DEINE AUFGABE -
Gib bitte die Stelle aus dem Text zum Bildungspaket zwischen "Seit zehn Jahren" und "der Regel programmiert.", beides eingeschlossen, noch einmal wieder. Tausche dabei "Industriestaat" gegen "Land".

AUSGEWÄHLTER AUSZUG -
Analyse: Bescheidenes Bildungspaket gegen Hartz-IV-Karrieren

Berlin (dpa) - Sozialverbände und Opposition kritisieren nicht nur die fünf Euro mehr beim Hartz-IV-Regelsatz als unzureichend. Auch das Bildungspaket halte bei weitem nicht das, was von der Leyen mit ihrer Chipkarte ursprünglich für die betroffenen Kinder in Aussicht gestellt habe.

Seit zehn Jahren belegt die PISA-Forschung mit jeder Studie erneut: In kaum einem anderen Industriestaat der Welt ist der Bildungserfolg von Jugendlichen so abhängig von der sozialen Herkunft wie in Deutschland. Bildungsforscher sprechen inzwischen von regelrechten «Hartz-IV-» oder «Sozialgesetzbuch-Karrieren». Leben die Eltern dauerhaft von «Stütze», ist das Scheitern der Kinder im Bildungssystem in der Regel programmiert.

DATENAUSZUG -
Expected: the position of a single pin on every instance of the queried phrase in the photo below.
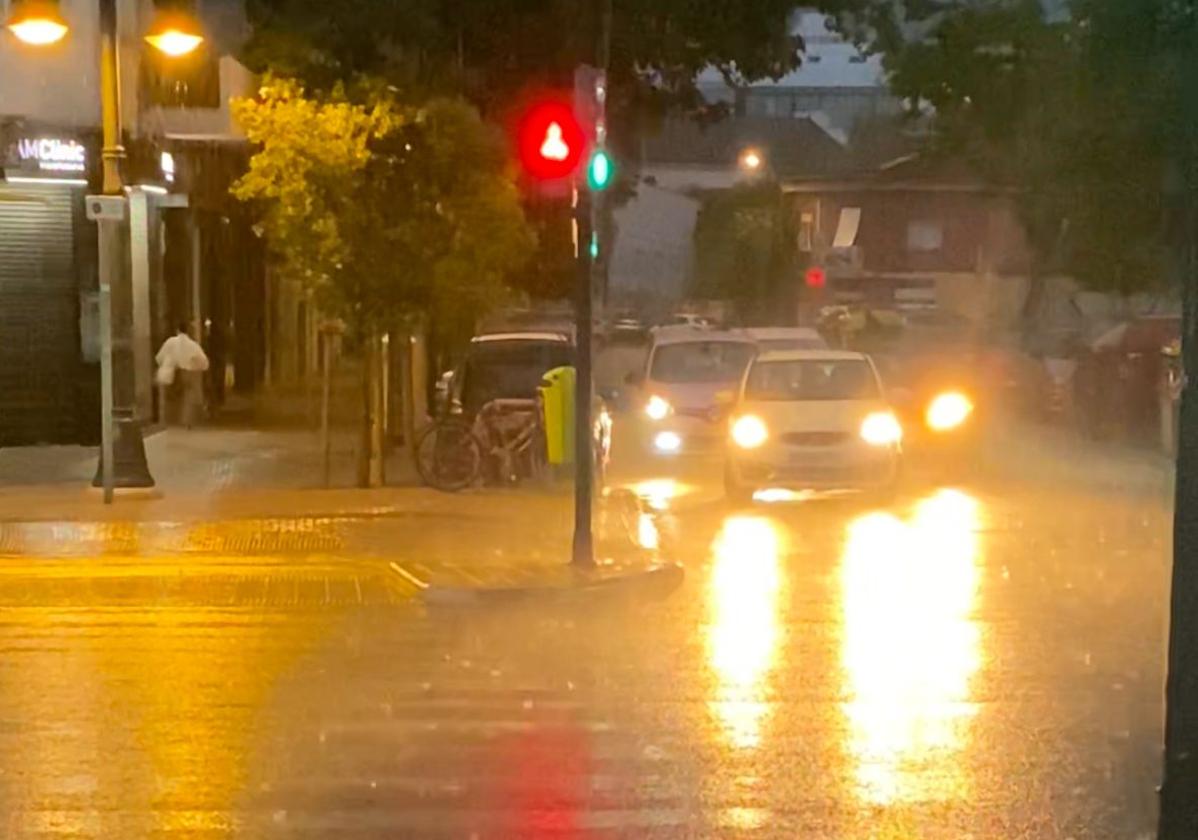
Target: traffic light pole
(584, 446)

DIE ANTWORT -
Seit zehn Jahren belegt die PISA-Forschung mit jeder Studie erneut: In kaum einem anderen Land der Welt ist der Bildungserfolg von Jugendlichen so abhängig von der sozialen Herkunft wie in Deutschland. Bildungsforscher sprechen inzwischen von regelrechten «Hartz-IV-» oder «Sozialgesetzbuch-Karrieren». Leben die Eltern dauerhaft von «Stütze», ist das Scheitern der Kinder im Bildungssystem in der Regel programmiert.